Source records:
- - -
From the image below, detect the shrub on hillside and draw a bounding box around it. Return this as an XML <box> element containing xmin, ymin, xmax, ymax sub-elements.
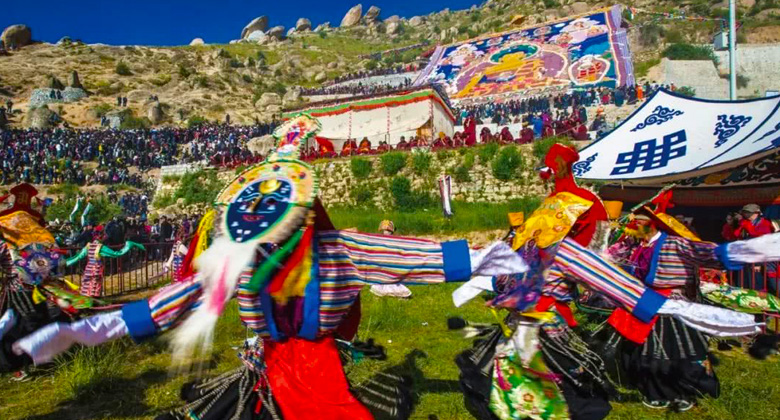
<box><xmin>187</xmin><ymin>115</ymin><xmax>208</xmax><ymax>128</ymax></box>
<box><xmin>639</xmin><ymin>23</ymin><xmax>664</xmax><ymax>47</ymax></box>
<box><xmin>462</xmin><ymin>151</ymin><xmax>476</xmax><ymax>170</ymax></box>
<box><xmin>477</xmin><ymin>143</ymin><xmax>500</xmax><ymax>165</ymax></box>
<box><xmin>676</xmin><ymin>86</ymin><xmax>697</xmax><ymax>98</ymax></box>
<box><xmin>436</xmin><ymin>149</ymin><xmax>453</xmax><ymax>162</ymax></box>
<box><xmin>90</xmin><ymin>103</ymin><xmax>113</xmax><ymax>118</ymax></box>
<box><xmin>115</xmin><ymin>61</ymin><xmax>132</xmax><ymax>76</ymax></box>
<box><xmin>120</xmin><ymin>115</ymin><xmax>151</xmax><ymax>130</ymax></box>
<box><xmin>178</xmin><ymin>65</ymin><xmax>193</xmax><ymax>79</ymax></box>
<box><xmin>350</xmin><ymin>157</ymin><xmax>373</xmax><ymax>179</ymax></box>
<box><xmin>662</xmin><ymin>43</ymin><xmax>717</xmax><ymax>64</ymax></box>
<box><xmin>47</xmin><ymin>182</ymin><xmax>81</xmax><ymax>198</ymax></box>
<box><xmin>389</xmin><ymin>176</ymin><xmax>434</xmax><ymax>211</ymax></box>
<box><xmin>174</xmin><ymin>170</ymin><xmax>224</xmax><ymax>206</ymax></box>
<box><xmin>450</xmin><ymin>164</ymin><xmax>471</xmax><ymax>183</ymax></box>
<box><xmin>380</xmin><ymin>152</ymin><xmax>407</xmax><ymax>176</ymax></box>
<box><xmin>411</xmin><ymin>151</ymin><xmax>432</xmax><ymax>175</ymax></box>
<box><xmin>350</xmin><ymin>183</ymin><xmax>374</xmax><ymax>207</ymax></box>
<box><xmin>533</xmin><ymin>137</ymin><xmax>574</xmax><ymax>162</ymax></box>
<box><xmin>47</xmin><ymin>196</ymin><xmax>122</xmax><ymax>225</ymax></box>
<box><xmin>492</xmin><ymin>146</ymin><xmax>524</xmax><ymax>181</ymax></box>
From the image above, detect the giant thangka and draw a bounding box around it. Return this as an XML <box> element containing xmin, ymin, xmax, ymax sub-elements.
<box><xmin>574</xmin><ymin>89</ymin><xmax>780</xmax><ymax>185</ymax></box>
<box><xmin>414</xmin><ymin>6</ymin><xmax>634</xmax><ymax>103</ymax></box>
- - -
- **Goal of the exercise**:
Down to the last line, set down the data above exactly, and omit all images.

- **Task answer**:
From the image below, detect the shrub on hillside and draw a bounding box around it. Return this as an XML <box> element containing xmin, ymin, xmax, ymax sub-elements.
<box><xmin>187</xmin><ymin>115</ymin><xmax>208</xmax><ymax>128</ymax></box>
<box><xmin>639</xmin><ymin>23</ymin><xmax>664</xmax><ymax>47</ymax></box>
<box><xmin>462</xmin><ymin>151</ymin><xmax>476</xmax><ymax>170</ymax></box>
<box><xmin>477</xmin><ymin>143</ymin><xmax>500</xmax><ymax>165</ymax></box>
<box><xmin>676</xmin><ymin>86</ymin><xmax>697</xmax><ymax>98</ymax></box>
<box><xmin>436</xmin><ymin>149</ymin><xmax>453</xmax><ymax>162</ymax></box>
<box><xmin>90</xmin><ymin>103</ymin><xmax>113</xmax><ymax>118</ymax></box>
<box><xmin>115</xmin><ymin>61</ymin><xmax>132</xmax><ymax>76</ymax></box>
<box><xmin>120</xmin><ymin>115</ymin><xmax>151</xmax><ymax>130</ymax></box>
<box><xmin>178</xmin><ymin>65</ymin><xmax>193</xmax><ymax>79</ymax></box>
<box><xmin>350</xmin><ymin>157</ymin><xmax>373</xmax><ymax>179</ymax></box>
<box><xmin>662</xmin><ymin>43</ymin><xmax>717</xmax><ymax>64</ymax></box>
<box><xmin>47</xmin><ymin>182</ymin><xmax>81</xmax><ymax>198</ymax></box>
<box><xmin>389</xmin><ymin>176</ymin><xmax>434</xmax><ymax>211</ymax></box>
<box><xmin>174</xmin><ymin>170</ymin><xmax>224</xmax><ymax>206</ymax></box>
<box><xmin>450</xmin><ymin>164</ymin><xmax>471</xmax><ymax>183</ymax></box>
<box><xmin>380</xmin><ymin>152</ymin><xmax>407</xmax><ymax>176</ymax></box>
<box><xmin>411</xmin><ymin>151</ymin><xmax>432</xmax><ymax>175</ymax></box>
<box><xmin>350</xmin><ymin>183</ymin><xmax>374</xmax><ymax>207</ymax></box>
<box><xmin>533</xmin><ymin>137</ymin><xmax>574</xmax><ymax>162</ymax></box>
<box><xmin>47</xmin><ymin>196</ymin><xmax>122</xmax><ymax>225</ymax></box>
<box><xmin>492</xmin><ymin>146</ymin><xmax>524</xmax><ymax>181</ymax></box>
From the image above, detect the giant thangka and draw a bounding box around it. Return this as an XML <box> element containing xmin, ymin, xmax, ymax sub-elements.
<box><xmin>574</xmin><ymin>89</ymin><xmax>780</xmax><ymax>185</ymax></box>
<box><xmin>414</xmin><ymin>6</ymin><xmax>634</xmax><ymax>103</ymax></box>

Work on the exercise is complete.